TASK TO COMPLETE – Here are the records. Write out exactly the lines between the one holding "--target wooden post" and the one holding "--target green foliage", inclusive.

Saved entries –

== == ==

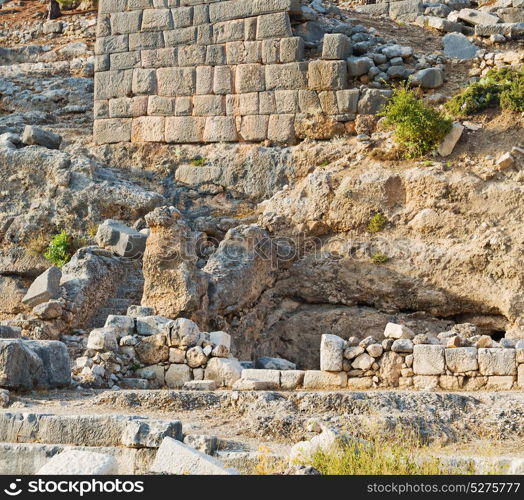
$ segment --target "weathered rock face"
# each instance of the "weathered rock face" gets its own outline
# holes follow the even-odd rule
[[[151,229],[144,254],[142,304],[168,318],[207,323],[207,279],[197,267],[197,235],[180,212],[159,208],[146,217]]]

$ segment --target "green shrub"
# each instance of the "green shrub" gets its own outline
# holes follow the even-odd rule
[[[389,261],[389,257],[382,252],[374,253],[371,256],[371,262],[373,262],[373,264],[376,264],[376,265],[385,264],[388,261]]]
[[[498,106],[510,111],[524,111],[524,69],[492,69],[446,103],[447,110],[456,117]]]
[[[380,233],[388,223],[386,216],[380,212],[377,212],[368,222],[369,233]]]
[[[66,231],[53,236],[44,257],[55,266],[62,267],[67,264],[74,253],[85,244],[85,239],[73,236]]]
[[[207,164],[207,161],[208,161],[207,158],[203,156],[199,156],[197,158],[194,158],[191,161],[191,165],[193,165],[193,167],[205,167]]]
[[[451,130],[452,122],[419,99],[405,86],[398,87],[381,113],[395,130],[395,141],[405,158],[417,158],[435,149]]]

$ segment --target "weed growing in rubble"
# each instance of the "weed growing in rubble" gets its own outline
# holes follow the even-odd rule
[[[193,165],[193,167],[205,167],[207,165],[207,161],[207,158],[204,156],[199,156],[198,158],[195,158],[193,161],[191,161],[191,165]]]
[[[386,216],[380,212],[377,212],[371,219],[369,219],[368,222],[368,233],[380,233],[384,227],[386,227],[386,224],[388,223],[388,219]]]
[[[371,256],[371,262],[373,264],[377,264],[377,265],[385,264],[388,261],[389,261],[389,257],[386,254],[383,254],[382,252],[374,253]]]
[[[49,242],[44,257],[55,266],[62,267],[71,260],[74,253],[84,244],[84,238],[71,235],[66,231],[60,231]]]
[[[404,158],[412,159],[435,149],[451,130],[452,122],[407,86],[397,87],[381,113],[394,129],[395,142]]]
[[[524,69],[491,69],[450,99],[446,109],[456,117],[468,116],[488,108],[524,111]]]

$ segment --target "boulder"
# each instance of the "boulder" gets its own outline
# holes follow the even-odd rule
[[[128,448],[158,448],[166,437],[181,441],[182,422],[134,418],[126,424],[122,445]]]
[[[464,126],[458,122],[455,122],[448,135],[444,137],[442,143],[438,147],[438,154],[440,156],[449,156],[451,153],[453,153],[457,142],[462,137],[462,132],[464,132]]]
[[[442,38],[444,53],[456,59],[473,59],[479,50],[462,33],[448,33]]]
[[[386,352],[380,360],[380,378],[388,386],[398,387],[404,359],[396,352]]]
[[[340,389],[347,385],[348,377],[345,372],[323,372],[307,370],[304,373],[304,389]]]
[[[0,325],[0,339],[19,339],[22,329],[18,326]]]
[[[71,360],[67,346],[57,340],[26,340],[25,345],[41,360],[44,377],[39,386],[66,387],[71,383]]]
[[[478,350],[479,370],[482,375],[516,375],[515,349]]]
[[[372,358],[368,353],[365,352],[361,354],[360,356],[357,356],[351,363],[351,366],[355,370],[366,371],[371,368],[374,362],[375,362],[375,359]]]
[[[458,347],[445,350],[446,366],[454,373],[478,370],[477,348]]]
[[[231,335],[226,332],[210,332],[209,341],[215,345],[223,345],[231,349]]]
[[[322,335],[320,340],[320,369],[327,372],[339,372],[342,370],[344,359],[344,339],[336,335]]]
[[[442,375],[446,365],[444,346],[418,344],[413,348],[413,372],[415,375]]]
[[[397,339],[391,346],[393,352],[413,352],[413,341],[410,339]]]
[[[266,369],[266,370],[296,370],[297,365],[282,358],[270,358],[262,357],[257,358],[255,361],[255,368]]]
[[[0,408],[7,408],[9,406],[10,394],[7,389],[0,389]]]
[[[185,391],[214,391],[217,383],[214,380],[190,380],[182,388]]]
[[[413,339],[415,334],[407,326],[388,323],[384,330],[384,337],[387,339]]]
[[[127,308],[127,316],[132,318],[139,318],[141,316],[154,316],[155,308],[147,306],[129,306]]]
[[[87,338],[87,348],[94,351],[118,351],[116,332],[112,328],[95,328]]]
[[[176,475],[235,475],[217,459],[170,437],[164,438],[151,466],[151,472]]]
[[[169,360],[167,336],[163,333],[143,337],[135,346],[138,359],[145,365],[156,365]]]
[[[141,316],[136,318],[136,331],[138,335],[170,335],[173,321],[164,316]],[[169,338],[169,337],[168,337]]]
[[[120,257],[142,257],[146,241],[145,234],[111,219],[100,224],[96,233],[96,242]]]
[[[105,453],[69,450],[55,455],[37,476],[107,476],[118,473],[116,458]]]
[[[104,328],[111,328],[119,338],[134,335],[135,319],[130,316],[110,314],[106,319]]]
[[[423,89],[436,89],[444,83],[444,74],[439,68],[426,68],[413,74],[410,82]]]
[[[242,366],[234,358],[211,358],[205,379],[214,380],[218,387],[231,387],[242,376]]]
[[[200,346],[191,347],[186,352],[187,364],[191,368],[200,368],[207,363],[207,356]]]
[[[60,148],[62,137],[49,130],[44,130],[34,125],[26,125],[22,135],[22,142],[28,146],[43,146],[48,149]]]
[[[191,368],[187,365],[171,365],[165,374],[165,384],[170,389],[180,389],[190,380]]]
[[[168,342],[171,347],[192,347],[200,339],[200,330],[196,323],[186,318],[171,322]]]
[[[35,307],[51,299],[58,299],[61,278],[62,271],[56,266],[50,267],[33,281],[22,302],[29,307]]]
[[[486,26],[500,23],[498,16],[475,9],[461,9],[457,17],[473,25],[480,24]]]

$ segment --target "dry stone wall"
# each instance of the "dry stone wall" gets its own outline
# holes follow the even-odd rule
[[[344,132],[388,91],[349,88],[350,39],[307,60],[300,0],[100,0],[97,143],[293,143]],[[365,95],[371,92],[370,95]],[[361,95],[362,94],[362,95]],[[319,118],[321,117],[321,118]],[[324,137],[326,136],[326,137]]]

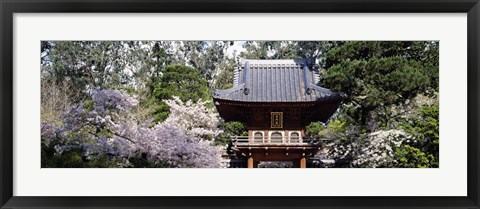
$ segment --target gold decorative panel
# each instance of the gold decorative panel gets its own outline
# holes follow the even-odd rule
[[[270,114],[270,128],[283,128],[283,112],[271,112]]]

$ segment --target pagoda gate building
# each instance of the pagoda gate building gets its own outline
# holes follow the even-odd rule
[[[306,168],[319,149],[305,138],[305,126],[326,122],[342,96],[318,85],[314,59],[241,60],[234,86],[216,90],[215,106],[225,121],[246,124],[248,136],[232,139],[232,149],[255,168],[260,161],[291,161]]]

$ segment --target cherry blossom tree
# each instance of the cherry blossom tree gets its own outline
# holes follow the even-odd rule
[[[218,116],[204,102],[166,101],[172,114],[154,127],[140,125],[130,111],[135,98],[119,90],[96,89],[91,101],[72,107],[61,125],[42,125],[42,142],[57,155],[81,150],[85,160],[97,156],[132,166],[128,159],[145,157],[159,167],[220,167],[220,149],[212,145]],[[208,140],[207,140],[208,139]]]
[[[219,116],[212,109],[205,108],[206,101],[193,103],[189,100],[184,103],[174,96],[166,103],[170,107],[170,116],[163,124],[179,127],[200,140],[213,140],[220,133]]]

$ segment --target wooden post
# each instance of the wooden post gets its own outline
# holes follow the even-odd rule
[[[300,159],[300,168],[307,168],[307,159],[305,157]]]
[[[263,143],[269,143],[267,130],[263,130]]]
[[[303,143],[303,138],[305,138],[305,129],[302,129],[302,131],[300,133],[300,137],[298,138],[298,141],[300,143]]]
[[[253,136],[252,130],[248,130],[248,143],[253,143],[254,142],[252,136]]]
[[[253,157],[249,157],[247,161],[248,168],[253,168]]]
[[[283,131],[283,143],[290,143],[290,135],[288,135],[288,130]]]

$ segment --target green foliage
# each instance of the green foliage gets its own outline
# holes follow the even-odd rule
[[[182,52],[185,64],[197,69],[200,75],[212,81],[219,65],[228,62],[225,50],[230,41],[183,41],[178,50]]]
[[[326,126],[321,122],[312,122],[305,127],[305,134],[307,137],[314,140],[335,140],[345,139],[346,134],[349,132],[348,123],[334,119],[329,121]]]
[[[152,107],[155,122],[164,121],[170,114],[169,107],[163,100],[172,99],[172,96],[178,96],[183,102],[210,99],[208,83],[195,68],[168,65],[160,69],[160,72],[159,77],[152,77],[147,84],[150,98],[143,103]]]
[[[420,139],[431,140],[435,144],[438,144],[438,114],[438,103],[432,106],[423,106],[420,108],[420,117],[413,117],[409,123],[404,123],[403,128],[408,133],[416,135]]]
[[[439,42],[429,41],[348,41],[338,43],[326,55],[326,67],[342,61],[373,57],[403,57],[438,67]]]
[[[50,46],[48,74],[58,81],[72,81],[79,92],[87,87],[104,88],[129,80],[121,73],[125,66],[120,60],[122,42],[56,41],[45,44]]]
[[[42,143],[42,168],[115,168],[118,161],[109,156],[96,156],[86,159],[82,156],[83,150],[74,149],[55,153],[54,146],[45,146]]]
[[[141,156],[133,156],[128,158],[128,162],[132,168],[174,168],[171,164],[165,162],[153,163],[147,160],[146,153]]]
[[[163,122],[170,115],[170,107],[165,102],[158,102],[152,107],[153,122]]]
[[[159,81],[153,84],[153,96],[157,100],[171,99],[174,95],[184,102],[208,99],[207,81],[201,78],[195,68],[169,65],[161,73]]]
[[[224,122],[221,126],[223,132],[217,136],[215,145],[226,145],[233,136],[246,136],[248,134],[245,124],[238,121]]]
[[[439,162],[439,106],[420,108],[420,115],[414,116],[402,124],[402,128],[416,138],[411,146],[414,154],[423,153],[428,157],[428,167],[438,167]],[[419,165],[420,166],[420,165]]]
[[[64,152],[61,155],[54,155],[51,159],[51,167],[57,168],[82,168],[85,167],[80,151]]]
[[[338,114],[316,130],[335,140],[332,149],[360,146],[358,139],[372,140],[373,132],[402,128],[414,140],[393,150],[397,164],[392,166],[438,167],[438,105],[407,105],[419,94],[438,92],[438,42],[342,42],[326,53],[324,67],[321,85],[346,95]]]
[[[371,111],[438,91],[437,42],[345,42],[328,51],[322,84],[346,94],[350,116],[365,126]],[[430,52],[433,51],[433,52]]]
[[[115,89],[115,90],[120,90],[123,92],[127,92],[127,94],[132,95],[135,94],[135,88],[131,86],[110,86],[108,89]]]
[[[365,109],[390,105],[423,92],[430,78],[422,66],[402,57],[343,61],[328,69],[324,84]]]
[[[432,154],[426,154],[410,145],[395,149],[398,167],[402,168],[429,168],[438,167],[438,162]]]
[[[85,102],[83,102],[83,108],[85,108],[85,110],[87,110],[87,111],[92,111],[94,105],[95,105],[95,103],[91,99],[87,99],[87,100],[85,100]]]
[[[325,127],[321,122],[311,122],[305,127],[305,135],[310,139],[319,139]]]
[[[224,131],[230,133],[234,136],[245,136],[247,135],[247,127],[245,124],[238,121],[230,121],[224,123]]]
[[[345,132],[347,123],[341,120],[332,120],[328,123],[327,128],[332,132]]]
[[[318,58],[323,64],[323,54],[337,46],[336,41],[247,41],[240,57],[247,59],[301,59]]]
[[[236,64],[234,59],[226,59],[219,65],[220,73],[215,77],[215,89],[228,89],[233,87],[234,71]]]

== == ==

RESULT OF THE EXERCISE –
$ segment --target wooden post
# each instance of the wooden post gets its own outline
# holes follow the even-odd rule
[[[300,159],[300,168],[307,168],[307,159],[305,157]]]
[[[263,143],[269,143],[267,130],[263,130]]]
[[[303,143],[303,138],[305,138],[305,129],[302,129],[302,131],[300,133],[300,137],[298,138],[298,141],[300,143]]]
[[[253,136],[252,130],[248,130],[248,143],[253,143],[254,142],[252,136]]]
[[[253,157],[249,157],[247,161],[248,168],[253,168]]]
[[[283,131],[283,143],[290,143],[290,135],[288,135],[288,130]]]

$ segment --target green foliage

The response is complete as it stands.